» Text block

§

New London police dog will be getting new handler

New London - Officer Jeffrey Nichols has been paired with Bessie the bloodhound, volunteering to become the K-9's new handler after her original handler left the New London police department this summer.

Nichols is a six-year veteran of the department and is assigned to the patrol division. He is expected to begin training with Bessie this week, according to the police department's Facebook page. Bessie will be the second active police dog for the department, following an ordinance passed by the City Council in August that requires the department to have four police dog units.

Two councilors want Buck back on duty

On Monday, two city councilors held a press conference to say they are requesting the mayor reinstate Buck, a New London K-9 that the mayor retired in June for medical reasons. Michael Buscetto Jr., the father of the former city councilor and mayoral candidate, also reiterated that he would donate money to buy a fourth dog for the department. He announced at a City Council meeting last summer that he would buy the dog.

City Councilor Marie Friess-McSparran presented a letter from a veterinarian from the Waterford Animal Hospital who said that if Buck receives arthritis medicine and joint supplements, he should be able to do police work.

"As long as he has his arthritis medicine he can work,'' said Friess-McSparran, who was joined by Councilor John Maynard at Goldy's restaurant. Maynard is chairman of the public safety committee. Friess-McSparran, also a member of the committee, is running for re-election and held a fundraiser at Goldy's last week.

"He has three to five years of active life left on him," Dr. Rakesh Agrawal wrote in a letter to Friess-McSparran.

She said about $3,000 has been raised for Buck's medication, which costs about $720 a year. She expects to send an email to Mayor Daryl Justin Finizio Monday night requesting Buck be reinstated.

In June, Finizio reduced the K-9 unit from three dogs to one. The police union contract requires at least one dog. Buck was retired for medical reasons and Bessie retired because her handler took a new job. That left one dog in the department, Jasper, who is paired with Officer Todd Lynch, the department's K-9 training officer and president of the police union.

At the time, the union objected to the reduction in K-9s. Lynch said Buck's retirement was unnecessary and that union had received thousands of dollars in donations to help pay for Buck's medication.

Deputy Chief Peter Reichard said Monday he was not aware of any press conference concerning the police K-9s.

Friess-McSparran said she held a press conference rather than discussing the issue at a committee or council meeting because she did not want to be "stifled" and "there is a lot of misinformation out there and I wanted to make sure the correct information got out."

§

» Information supplied
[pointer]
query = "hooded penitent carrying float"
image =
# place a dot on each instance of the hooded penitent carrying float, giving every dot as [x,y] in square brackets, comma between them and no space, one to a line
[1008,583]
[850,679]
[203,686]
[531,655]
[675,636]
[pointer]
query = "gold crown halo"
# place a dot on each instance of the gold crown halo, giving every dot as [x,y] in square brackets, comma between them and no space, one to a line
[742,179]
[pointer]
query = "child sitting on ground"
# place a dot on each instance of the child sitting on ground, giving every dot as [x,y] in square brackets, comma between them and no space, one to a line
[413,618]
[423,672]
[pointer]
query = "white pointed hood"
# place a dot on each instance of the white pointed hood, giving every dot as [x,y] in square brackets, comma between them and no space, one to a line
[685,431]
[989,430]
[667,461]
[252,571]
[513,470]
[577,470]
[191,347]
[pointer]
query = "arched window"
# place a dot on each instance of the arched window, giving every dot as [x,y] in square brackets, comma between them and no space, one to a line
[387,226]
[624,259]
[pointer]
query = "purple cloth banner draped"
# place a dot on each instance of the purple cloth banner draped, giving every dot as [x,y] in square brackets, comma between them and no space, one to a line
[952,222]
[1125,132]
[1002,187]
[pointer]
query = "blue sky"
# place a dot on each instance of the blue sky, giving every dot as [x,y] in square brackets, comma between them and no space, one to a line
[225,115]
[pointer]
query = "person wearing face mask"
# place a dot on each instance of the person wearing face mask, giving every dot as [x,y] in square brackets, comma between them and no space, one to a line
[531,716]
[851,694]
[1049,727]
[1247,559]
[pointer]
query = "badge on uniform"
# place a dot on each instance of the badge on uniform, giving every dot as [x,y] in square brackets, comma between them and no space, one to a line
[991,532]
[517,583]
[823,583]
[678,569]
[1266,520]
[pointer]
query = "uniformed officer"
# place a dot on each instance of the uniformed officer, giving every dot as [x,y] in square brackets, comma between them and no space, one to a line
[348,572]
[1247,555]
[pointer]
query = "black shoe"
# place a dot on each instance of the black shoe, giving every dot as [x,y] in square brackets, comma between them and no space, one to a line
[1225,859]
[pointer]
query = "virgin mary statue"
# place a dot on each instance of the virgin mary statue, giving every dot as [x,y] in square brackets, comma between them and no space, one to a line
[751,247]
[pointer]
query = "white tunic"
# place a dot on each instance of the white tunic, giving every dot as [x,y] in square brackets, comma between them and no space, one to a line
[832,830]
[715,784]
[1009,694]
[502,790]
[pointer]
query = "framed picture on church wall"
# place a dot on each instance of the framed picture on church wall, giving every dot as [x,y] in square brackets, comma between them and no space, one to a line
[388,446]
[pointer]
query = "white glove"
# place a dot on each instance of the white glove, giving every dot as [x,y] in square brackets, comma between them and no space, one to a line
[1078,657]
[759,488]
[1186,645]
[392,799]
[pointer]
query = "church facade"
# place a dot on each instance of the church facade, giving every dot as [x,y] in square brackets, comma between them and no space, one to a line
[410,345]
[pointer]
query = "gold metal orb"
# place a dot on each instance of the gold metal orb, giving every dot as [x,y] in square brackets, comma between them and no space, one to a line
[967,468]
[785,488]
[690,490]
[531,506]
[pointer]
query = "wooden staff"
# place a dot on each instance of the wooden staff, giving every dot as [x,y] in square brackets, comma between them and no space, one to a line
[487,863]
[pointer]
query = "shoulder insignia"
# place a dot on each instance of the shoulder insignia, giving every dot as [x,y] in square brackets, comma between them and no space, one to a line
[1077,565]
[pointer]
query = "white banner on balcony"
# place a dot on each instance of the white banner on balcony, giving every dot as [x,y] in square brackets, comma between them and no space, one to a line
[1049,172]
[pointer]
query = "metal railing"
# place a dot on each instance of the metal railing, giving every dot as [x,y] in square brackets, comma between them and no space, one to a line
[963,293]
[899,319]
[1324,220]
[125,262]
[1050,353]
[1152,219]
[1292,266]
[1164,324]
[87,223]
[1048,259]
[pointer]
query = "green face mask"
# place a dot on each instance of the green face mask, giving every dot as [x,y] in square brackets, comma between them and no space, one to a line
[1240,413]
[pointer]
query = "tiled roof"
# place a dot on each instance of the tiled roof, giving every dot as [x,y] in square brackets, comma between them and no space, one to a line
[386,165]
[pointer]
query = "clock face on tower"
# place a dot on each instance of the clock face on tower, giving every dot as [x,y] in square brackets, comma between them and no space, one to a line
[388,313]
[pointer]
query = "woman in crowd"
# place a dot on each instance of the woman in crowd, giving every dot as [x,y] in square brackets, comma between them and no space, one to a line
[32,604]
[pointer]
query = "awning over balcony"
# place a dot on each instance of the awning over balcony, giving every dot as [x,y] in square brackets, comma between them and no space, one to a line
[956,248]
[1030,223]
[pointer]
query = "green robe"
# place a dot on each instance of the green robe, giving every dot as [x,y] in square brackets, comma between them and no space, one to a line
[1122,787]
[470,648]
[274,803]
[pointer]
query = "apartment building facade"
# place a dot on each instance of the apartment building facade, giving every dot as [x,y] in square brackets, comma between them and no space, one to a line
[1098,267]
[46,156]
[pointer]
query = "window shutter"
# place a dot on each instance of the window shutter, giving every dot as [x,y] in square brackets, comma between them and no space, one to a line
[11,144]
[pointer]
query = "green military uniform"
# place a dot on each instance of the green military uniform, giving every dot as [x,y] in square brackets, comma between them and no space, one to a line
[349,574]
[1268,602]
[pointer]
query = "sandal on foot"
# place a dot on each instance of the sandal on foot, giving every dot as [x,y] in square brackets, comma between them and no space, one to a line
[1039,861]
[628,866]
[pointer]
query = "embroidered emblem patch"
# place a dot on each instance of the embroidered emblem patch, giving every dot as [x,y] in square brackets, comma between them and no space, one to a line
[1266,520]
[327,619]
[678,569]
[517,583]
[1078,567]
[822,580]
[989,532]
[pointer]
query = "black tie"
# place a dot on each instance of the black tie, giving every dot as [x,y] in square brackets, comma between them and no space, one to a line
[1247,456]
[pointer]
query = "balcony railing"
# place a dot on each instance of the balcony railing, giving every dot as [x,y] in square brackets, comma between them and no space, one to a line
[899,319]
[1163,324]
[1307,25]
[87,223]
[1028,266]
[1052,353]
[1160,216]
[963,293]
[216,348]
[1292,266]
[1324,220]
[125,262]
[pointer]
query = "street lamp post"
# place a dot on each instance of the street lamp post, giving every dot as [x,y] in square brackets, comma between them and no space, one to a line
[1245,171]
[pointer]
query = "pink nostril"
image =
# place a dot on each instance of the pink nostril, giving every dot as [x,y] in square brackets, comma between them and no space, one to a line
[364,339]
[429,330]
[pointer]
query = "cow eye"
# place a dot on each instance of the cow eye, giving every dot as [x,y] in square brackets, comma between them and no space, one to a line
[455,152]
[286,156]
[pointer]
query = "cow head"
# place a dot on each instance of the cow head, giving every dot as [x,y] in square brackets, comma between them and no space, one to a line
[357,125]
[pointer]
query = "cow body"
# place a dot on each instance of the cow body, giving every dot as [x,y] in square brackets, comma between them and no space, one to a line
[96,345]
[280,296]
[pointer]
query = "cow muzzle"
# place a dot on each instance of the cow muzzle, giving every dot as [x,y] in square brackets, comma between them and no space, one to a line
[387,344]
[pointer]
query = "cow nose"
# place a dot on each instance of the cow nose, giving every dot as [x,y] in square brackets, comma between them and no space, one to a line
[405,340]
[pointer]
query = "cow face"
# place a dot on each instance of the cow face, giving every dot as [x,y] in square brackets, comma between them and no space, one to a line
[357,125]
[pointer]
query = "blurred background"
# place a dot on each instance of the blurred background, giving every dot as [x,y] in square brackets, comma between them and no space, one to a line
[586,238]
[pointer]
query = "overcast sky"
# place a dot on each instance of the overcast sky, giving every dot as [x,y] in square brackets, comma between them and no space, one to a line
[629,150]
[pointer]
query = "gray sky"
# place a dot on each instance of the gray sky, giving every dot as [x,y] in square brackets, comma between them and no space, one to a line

§

» Task 1
Set down word for word the part of the New London police dog article that runs from "Two councilors want" down to "do police work.".
» Task 2
In the New London police dog article, roughly how much does Buck's medication cost each year?

» Expected output 1
Two councilors want Buck back on duty

On Monday, two city councilors held a press conference to say they are requesting the mayor reinstate Buck, a New London K-9 that the mayor retired in June for medical reasons. Michael Buscetto Jr., the father of the former city councilor and mayoral candidate, also reiterated that he would donate money to buy a fourth dog for the department. He announced at a City Council meeting last summer that he would buy the dog.

City Councilor Marie Friess-McSparran presented a letter from a veterinarian from the Waterford Animal Hospital who said that if Buck receives arthritis medicine and joint supplements, he should be able to do police work.

» Expected output 2
About $720 a year.